* Your task: For each line of the listing that contains "overall", make a copy and return it.

────

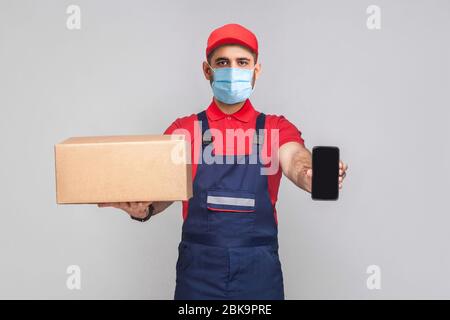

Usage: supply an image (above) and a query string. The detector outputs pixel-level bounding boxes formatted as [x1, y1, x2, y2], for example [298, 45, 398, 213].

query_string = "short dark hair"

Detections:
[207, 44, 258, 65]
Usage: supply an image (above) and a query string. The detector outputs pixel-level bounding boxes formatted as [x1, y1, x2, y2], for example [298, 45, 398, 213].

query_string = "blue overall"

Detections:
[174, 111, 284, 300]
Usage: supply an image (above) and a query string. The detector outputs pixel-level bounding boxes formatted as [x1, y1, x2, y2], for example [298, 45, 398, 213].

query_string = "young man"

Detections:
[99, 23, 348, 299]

────

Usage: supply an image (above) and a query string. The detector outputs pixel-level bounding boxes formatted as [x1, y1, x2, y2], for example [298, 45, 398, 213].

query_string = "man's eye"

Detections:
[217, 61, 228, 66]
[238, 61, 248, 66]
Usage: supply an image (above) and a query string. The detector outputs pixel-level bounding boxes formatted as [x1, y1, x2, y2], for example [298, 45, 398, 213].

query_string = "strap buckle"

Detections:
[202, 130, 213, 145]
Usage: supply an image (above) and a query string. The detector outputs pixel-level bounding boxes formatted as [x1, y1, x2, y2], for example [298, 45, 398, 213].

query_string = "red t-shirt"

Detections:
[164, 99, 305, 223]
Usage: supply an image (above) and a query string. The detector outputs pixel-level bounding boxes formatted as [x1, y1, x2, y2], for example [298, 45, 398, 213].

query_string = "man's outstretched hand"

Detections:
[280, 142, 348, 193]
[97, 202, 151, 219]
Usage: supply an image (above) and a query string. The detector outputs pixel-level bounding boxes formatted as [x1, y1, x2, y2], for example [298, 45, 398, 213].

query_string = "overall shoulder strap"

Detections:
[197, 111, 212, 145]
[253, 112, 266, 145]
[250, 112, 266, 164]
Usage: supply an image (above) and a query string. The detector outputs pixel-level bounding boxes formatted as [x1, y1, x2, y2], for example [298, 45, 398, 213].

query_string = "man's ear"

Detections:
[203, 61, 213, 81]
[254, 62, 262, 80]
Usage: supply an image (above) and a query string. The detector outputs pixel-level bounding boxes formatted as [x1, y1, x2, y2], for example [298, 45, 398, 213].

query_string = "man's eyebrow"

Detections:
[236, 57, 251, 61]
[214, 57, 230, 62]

────

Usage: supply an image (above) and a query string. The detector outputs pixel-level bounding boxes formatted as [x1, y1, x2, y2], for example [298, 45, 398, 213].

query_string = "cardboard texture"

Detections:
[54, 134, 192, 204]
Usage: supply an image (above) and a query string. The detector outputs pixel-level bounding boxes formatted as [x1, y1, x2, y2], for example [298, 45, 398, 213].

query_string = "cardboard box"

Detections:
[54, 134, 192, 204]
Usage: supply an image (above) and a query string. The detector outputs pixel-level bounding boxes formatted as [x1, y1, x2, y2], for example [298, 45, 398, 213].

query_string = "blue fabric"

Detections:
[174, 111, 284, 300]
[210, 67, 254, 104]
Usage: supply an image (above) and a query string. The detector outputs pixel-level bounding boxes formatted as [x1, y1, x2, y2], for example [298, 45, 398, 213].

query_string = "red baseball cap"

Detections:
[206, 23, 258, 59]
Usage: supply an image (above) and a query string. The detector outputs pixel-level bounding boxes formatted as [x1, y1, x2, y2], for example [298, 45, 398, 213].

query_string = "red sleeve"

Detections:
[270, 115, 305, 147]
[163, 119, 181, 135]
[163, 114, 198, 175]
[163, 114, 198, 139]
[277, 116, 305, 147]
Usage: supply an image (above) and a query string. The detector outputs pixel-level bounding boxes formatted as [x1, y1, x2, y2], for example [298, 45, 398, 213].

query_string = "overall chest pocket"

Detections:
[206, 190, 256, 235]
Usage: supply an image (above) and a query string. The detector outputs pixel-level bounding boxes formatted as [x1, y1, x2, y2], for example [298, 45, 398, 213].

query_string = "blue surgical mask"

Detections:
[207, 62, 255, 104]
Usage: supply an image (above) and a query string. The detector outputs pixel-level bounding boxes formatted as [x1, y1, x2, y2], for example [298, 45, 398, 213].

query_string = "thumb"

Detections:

────

* Answer:
query_string = "blue overall"
query_string = "overall shoulder strap"
query_string = "overall chest pocket"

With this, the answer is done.